━━━ Excerpted records ━━━

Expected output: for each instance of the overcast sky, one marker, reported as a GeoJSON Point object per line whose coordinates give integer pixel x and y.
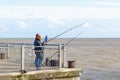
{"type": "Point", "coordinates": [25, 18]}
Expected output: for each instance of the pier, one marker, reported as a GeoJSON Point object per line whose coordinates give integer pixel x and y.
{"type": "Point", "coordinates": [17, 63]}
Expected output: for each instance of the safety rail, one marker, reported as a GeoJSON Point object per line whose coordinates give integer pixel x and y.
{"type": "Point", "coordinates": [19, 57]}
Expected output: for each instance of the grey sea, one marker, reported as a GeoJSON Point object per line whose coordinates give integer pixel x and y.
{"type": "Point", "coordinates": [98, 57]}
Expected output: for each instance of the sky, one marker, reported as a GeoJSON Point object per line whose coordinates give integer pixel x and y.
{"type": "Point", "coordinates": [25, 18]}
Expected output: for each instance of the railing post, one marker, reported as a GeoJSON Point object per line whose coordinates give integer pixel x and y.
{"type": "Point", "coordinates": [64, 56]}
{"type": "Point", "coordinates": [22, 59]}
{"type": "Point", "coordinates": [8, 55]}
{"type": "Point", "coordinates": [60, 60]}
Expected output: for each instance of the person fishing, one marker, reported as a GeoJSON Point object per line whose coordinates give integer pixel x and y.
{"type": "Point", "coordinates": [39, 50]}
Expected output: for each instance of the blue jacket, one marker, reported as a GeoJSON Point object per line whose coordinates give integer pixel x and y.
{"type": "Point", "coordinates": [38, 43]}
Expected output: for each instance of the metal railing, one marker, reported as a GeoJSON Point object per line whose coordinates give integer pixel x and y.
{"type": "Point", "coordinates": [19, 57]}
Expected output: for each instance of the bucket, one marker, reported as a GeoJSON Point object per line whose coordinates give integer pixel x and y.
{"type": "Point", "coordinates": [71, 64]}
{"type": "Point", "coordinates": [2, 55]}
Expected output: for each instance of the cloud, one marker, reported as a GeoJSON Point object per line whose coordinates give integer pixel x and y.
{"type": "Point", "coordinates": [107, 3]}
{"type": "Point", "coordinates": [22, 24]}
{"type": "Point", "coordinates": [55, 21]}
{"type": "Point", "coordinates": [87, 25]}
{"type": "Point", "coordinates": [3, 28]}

━━━
━━━ Excerpted records ━━━

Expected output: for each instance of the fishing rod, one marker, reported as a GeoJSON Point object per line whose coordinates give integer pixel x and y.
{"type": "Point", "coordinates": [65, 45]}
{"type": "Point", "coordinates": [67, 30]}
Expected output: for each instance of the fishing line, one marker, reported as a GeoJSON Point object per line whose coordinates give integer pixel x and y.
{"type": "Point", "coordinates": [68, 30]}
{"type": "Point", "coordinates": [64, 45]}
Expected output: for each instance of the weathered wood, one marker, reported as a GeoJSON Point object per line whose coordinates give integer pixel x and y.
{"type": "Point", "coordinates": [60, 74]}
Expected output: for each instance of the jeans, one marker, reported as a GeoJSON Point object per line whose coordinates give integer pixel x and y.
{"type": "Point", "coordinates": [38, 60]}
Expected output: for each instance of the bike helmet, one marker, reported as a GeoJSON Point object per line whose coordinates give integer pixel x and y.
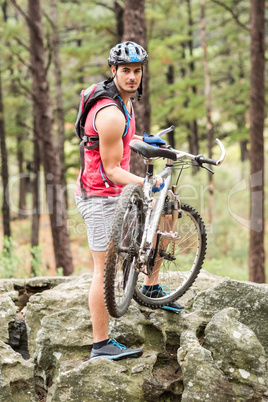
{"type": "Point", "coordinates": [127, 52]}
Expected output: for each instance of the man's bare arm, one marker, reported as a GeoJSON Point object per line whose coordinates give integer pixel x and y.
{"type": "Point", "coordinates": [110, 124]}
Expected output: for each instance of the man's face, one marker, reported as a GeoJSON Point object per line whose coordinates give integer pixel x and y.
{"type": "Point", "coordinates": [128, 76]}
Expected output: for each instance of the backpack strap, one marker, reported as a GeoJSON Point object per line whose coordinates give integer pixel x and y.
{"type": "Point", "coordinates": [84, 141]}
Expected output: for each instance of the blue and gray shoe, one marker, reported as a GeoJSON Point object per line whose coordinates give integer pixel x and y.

━━━

**Problem description**
Only one stretch of the listing is wanted: the lines starting at the one with "Expected output: for each instance of the bike" and ending at the one with "Expected output: for each instance of the blue and", copied exactly and free of pictures.

**Answer**
Expected output: for each instance of the bike helmet, one marker, reported as a GeoJSON Point object per line whose coordinates give integer pixel x and y.
{"type": "Point", "coordinates": [127, 52]}
Expected output: for each instance of the man's bare arm, one marker, reported as a GeoJSON Point object per line whose coordinates give integer pixel x and y.
{"type": "Point", "coordinates": [110, 124]}
Expected output: for each instance of the man's face, one marker, reported as a GeoJSON Point object per line whose coordinates give integer pixel x and y.
{"type": "Point", "coordinates": [128, 76]}
Expected output: for each instance of the backpack strap, one marker, reported as a GeoJSON Point object per line whose coordinates give integer pixel x and y.
{"type": "Point", "coordinates": [84, 141]}
Expected output: for each instance of the blue and gray shoe, one marker, reported as a GeoJSON Point object per line whose coordinates give integer pixel x and y.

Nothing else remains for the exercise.